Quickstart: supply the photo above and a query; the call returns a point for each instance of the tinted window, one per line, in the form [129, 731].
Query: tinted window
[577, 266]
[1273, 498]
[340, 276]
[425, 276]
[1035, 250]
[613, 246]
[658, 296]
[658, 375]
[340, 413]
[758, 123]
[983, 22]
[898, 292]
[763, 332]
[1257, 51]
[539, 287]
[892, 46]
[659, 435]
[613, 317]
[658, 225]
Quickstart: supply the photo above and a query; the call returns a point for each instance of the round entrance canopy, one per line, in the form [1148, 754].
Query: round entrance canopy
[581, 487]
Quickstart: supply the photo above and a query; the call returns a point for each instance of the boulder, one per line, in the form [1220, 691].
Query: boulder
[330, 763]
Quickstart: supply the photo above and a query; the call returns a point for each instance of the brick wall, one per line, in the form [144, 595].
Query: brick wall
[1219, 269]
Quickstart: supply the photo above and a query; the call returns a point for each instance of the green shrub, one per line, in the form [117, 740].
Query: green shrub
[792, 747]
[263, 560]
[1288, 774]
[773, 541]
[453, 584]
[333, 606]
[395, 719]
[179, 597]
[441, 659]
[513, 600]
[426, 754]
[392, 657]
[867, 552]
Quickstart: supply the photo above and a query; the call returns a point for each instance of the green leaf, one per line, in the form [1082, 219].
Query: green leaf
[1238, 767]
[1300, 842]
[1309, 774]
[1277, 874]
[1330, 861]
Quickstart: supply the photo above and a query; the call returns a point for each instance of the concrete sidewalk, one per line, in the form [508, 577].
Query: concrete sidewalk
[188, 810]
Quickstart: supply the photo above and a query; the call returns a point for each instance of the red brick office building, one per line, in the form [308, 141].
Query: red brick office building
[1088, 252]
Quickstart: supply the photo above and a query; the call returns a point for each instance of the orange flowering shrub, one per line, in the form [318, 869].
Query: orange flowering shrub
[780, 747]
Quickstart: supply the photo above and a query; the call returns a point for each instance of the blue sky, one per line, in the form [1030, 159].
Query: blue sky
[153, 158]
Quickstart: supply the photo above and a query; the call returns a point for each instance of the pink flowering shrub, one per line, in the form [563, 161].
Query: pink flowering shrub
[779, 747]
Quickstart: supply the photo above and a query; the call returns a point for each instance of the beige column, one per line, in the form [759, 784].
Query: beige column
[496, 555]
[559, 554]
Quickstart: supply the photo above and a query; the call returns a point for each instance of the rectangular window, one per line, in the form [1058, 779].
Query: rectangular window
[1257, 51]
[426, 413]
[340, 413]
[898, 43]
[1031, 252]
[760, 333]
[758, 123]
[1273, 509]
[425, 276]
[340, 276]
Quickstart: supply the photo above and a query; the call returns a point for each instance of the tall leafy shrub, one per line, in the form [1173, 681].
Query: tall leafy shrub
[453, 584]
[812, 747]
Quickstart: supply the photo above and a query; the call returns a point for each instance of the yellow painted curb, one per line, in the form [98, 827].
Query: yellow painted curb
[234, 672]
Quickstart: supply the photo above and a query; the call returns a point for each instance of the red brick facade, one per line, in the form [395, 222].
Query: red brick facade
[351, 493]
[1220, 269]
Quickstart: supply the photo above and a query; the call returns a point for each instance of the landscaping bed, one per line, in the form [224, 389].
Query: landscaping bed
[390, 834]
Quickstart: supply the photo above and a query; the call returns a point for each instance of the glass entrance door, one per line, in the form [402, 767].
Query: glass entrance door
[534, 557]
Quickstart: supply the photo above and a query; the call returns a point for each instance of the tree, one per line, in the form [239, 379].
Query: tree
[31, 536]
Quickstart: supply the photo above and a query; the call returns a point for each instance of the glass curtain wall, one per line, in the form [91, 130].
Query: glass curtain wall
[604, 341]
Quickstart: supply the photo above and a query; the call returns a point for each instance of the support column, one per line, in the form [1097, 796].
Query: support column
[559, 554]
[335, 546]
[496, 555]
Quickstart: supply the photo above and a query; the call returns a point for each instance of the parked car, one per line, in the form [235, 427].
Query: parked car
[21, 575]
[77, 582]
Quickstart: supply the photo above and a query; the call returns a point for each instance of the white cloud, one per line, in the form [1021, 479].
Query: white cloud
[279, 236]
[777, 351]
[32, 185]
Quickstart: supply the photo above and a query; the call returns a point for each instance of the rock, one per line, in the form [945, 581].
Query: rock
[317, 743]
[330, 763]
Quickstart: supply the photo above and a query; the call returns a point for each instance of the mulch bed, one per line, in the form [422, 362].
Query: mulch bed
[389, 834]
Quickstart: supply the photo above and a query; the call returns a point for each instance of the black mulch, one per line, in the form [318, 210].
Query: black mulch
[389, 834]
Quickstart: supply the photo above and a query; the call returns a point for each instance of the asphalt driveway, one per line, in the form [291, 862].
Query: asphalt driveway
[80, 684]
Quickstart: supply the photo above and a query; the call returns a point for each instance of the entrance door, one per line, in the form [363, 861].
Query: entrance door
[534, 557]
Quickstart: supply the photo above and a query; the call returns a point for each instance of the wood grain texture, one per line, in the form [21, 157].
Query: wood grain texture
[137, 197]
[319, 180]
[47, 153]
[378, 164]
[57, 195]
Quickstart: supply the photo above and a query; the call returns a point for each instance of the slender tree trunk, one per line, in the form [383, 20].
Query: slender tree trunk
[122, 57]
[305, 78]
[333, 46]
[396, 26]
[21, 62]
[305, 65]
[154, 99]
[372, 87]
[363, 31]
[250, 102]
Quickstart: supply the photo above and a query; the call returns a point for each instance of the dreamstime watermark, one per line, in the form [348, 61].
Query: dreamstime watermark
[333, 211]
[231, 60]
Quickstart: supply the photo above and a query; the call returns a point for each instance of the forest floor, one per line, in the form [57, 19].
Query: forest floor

▶ _What you will do_: Each record above should be output again exactly.

▶ _Answer below_:
Quickstart: supply the photo above and a query; the call returns a point for each instance of the tinted window, one per line, in the form [129, 731].
Query: tinted window
[577, 266]
[1273, 498]
[340, 276]
[425, 276]
[1035, 250]
[613, 246]
[658, 296]
[658, 375]
[340, 413]
[758, 123]
[983, 22]
[898, 292]
[763, 332]
[1257, 51]
[539, 287]
[892, 46]
[659, 435]
[613, 317]
[658, 225]
Quickstart: supply the photo above and a query; the call returns a point for each instance of the round entrance canopy, one per line, in the form [1148, 754].
Query: round entrance canopy
[581, 487]
Quickstart: supply the photo above and a query; the call returns a point for each instance of the boulder, one per line, in the form [1220, 691].
Query: boulder
[330, 763]
Quickstart: supply the photo above and a query; the call returns a point for each instance of the brick wall, one per line, in the form [144, 595].
Query: brick wall
[1219, 269]
Quickstart: supply the photo above and a query; the call returns a point for each instance of the green shrub, one per line, in the form [117, 740].
Query: green shrub
[792, 747]
[263, 560]
[1288, 774]
[773, 541]
[453, 584]
[333, 606]
[395, 719]
[179, 597]
[441, 659]
[513, 600]
[426, 754]
[392, 657]
[867, 552]
Quickstart: supply the photo above and a query; the call returns a point for each instance of the green leaf, one per line, in the form [1082, 219].
Query: green leaf
[1238, 767]
[1300, 842]
[1309, 774]
[1277, 874]
[1330, 861]
Quickstart: supply the photo above and a query; the call returns a point for each instance of the concrete sidewalk, one per line, in the form [508, 577].
Query: concrete sidewalk
[188, 810]
Quickstart: supply the photo above and a query; the call returns a point for each instance of the red brick office building, one per line, in the form [308, 141].
Query: red brick office building
[1088, 252]
Quickstart: supply the photo above and a query; the call returns a point for each instance of the orange flowering shrub, one per line, in the form [318, 869].
Query: orange flowering shrub
[780, 747]
Quickstart: supply the photo above and a query; the call returns a point for each instance of the blue sky, one per line, in the form [1030, 159].
Query: blue sky
[153, 158]
Quickstart: supply the photo above and a query; the call returns a point for each instance of the pink flowering shrub, one per line, in the form [563, 161].
Query: pink flowering shrub
[779, 747]
Quickstart: supply the photo above and a query; the call returns a point for each instance of the beige column, one per line, in the form [759, 784].
Query: beige column
[496, 555]
[559, 554]
Quickstart: supply the photo above and a query; the call returns a point for each instance of the rectangular window, one per line, in the form [1058, 779].
Query: rectangular window
[1257, 51]
[426, 413]
[340, 413]
[898, 43]
[1031, 252]
[760, 333]
[758, 123]
[1273, 509]
[425, 276]
[340, 276]
Quickstart: supply the photo above and a query; the call returns a point for each instance of the tall leafy shrub, one per line, in the form [1173, 681].
Query: tall leafy shrub
[453, 584]
[812, 747]
Quickstart: supply the photo above and a query; the call returns a point for each instance of the yellow painted curb, one per line, in the form [98, 827].
Query: yellow painted curb
[234, 672]
Quickstart: supply the photo above and a query; the call returns a point for each instance of the red brick facade, one per line, in the form [395, 222].
Query: red brick facade
[351, 493]
[1220, 269]
Quickstart: supply the photo above and a query; the call returns a point for each instance of the landscaping bed, one per line, in the form [224, 389].
Query: landscaping bed
[390, 834]
Quickstart: supply the photo above and a query; the call returns a point for each instance of the glass entrance door, one per line, in the form [402, 767].
Query: glass entrance door
[534, 557]
Quickstart: supply the photo above and a query; the call returns a point for each instance of the tree, one per line, in the form [239, 379].
Query: tree
[31, 536]
Quickstart: supply the photo above and a query; the call returns a point for each instance of the glass curtain wall, one per line, in the form [91, 130].
Query: glass curtain wall
[604, 341]
Quickstart: supply the photo above and a query; the call returns a point for each instance of the support column, one per line, in the form [1097, 796].
Query: support column
[559, 554]
[335, 546]
[496, 555]
Quickstart: supply the photo above and a query; the call returns a point for each instance of the parked car, one per line, in the form [235, 427].
Query: parked car
[21, 575]
[77, 582]
Quickstart: supply the photo above and a query; the call returns a point for each instance of the white cloud, one per line, in the form [1021, 479].
Query: white cloud
[279, 236]
[777, 351]
[32, 185]
Quickstart: supply the photo above and a query; the call returns a point for each instance of the rock, one per line, in the form [945, 581].
Query: rock
[317, 743]
[330, 763]
Quickstart: supply the photo above and a query; the call returns a point for each instance of the mulch bed, one per line, in the form [422, 362].
Query: mulch bed
[389, 834]
Quickstart: supply the photo above and a query; the call returns a point for each instance of the black mulch, one per line, in the form [318, 210].
Query: black mulch
[389, 834]
Quickstart: supply the photo above and a query; the call returns a point for each instance of the asphalt driveway, one per line, in the form [291, 862].
Query: asphalt driveway
[80, 684]
Quickstart: supply the photo above and a query; the call returns a point for each instance of the entrance door, one per line, in the form [363, 861].
Query: entrance door
[534, 557]
Quickstart: supply the photo above and a query; the call returns a point for each instance of the wood grain texture, one per line, in the form [21, 157].
Query: wood grain texture
[137, 197]
[319, 180]
[47, 153]
[378, 164]
[57, 195]
Quickstart: supply the photo above and a query; the call returns a point for each instance of the slender tree trunk, one per line, in the form [383, 20].
Query: slender tree trunk
[122, 57]
[305, 78]
[333, 46]
[396, 26]
[21, 62]
[305, 65]
[154, 99]
[372, 87]
[363, 31]
[250, 102]
Quickstart: supply the photo above and a query; the call returns a point for each instance of the dreamstime watermark, one per line, in the form [348, 61].
Query: dreamstime watermark
[333, 211]
[231, 60]
Quickstart: supply the photo above and a query; the call returns a point for each instance of the forest floor, one per line, in the form [57, 19].
Query: forest floor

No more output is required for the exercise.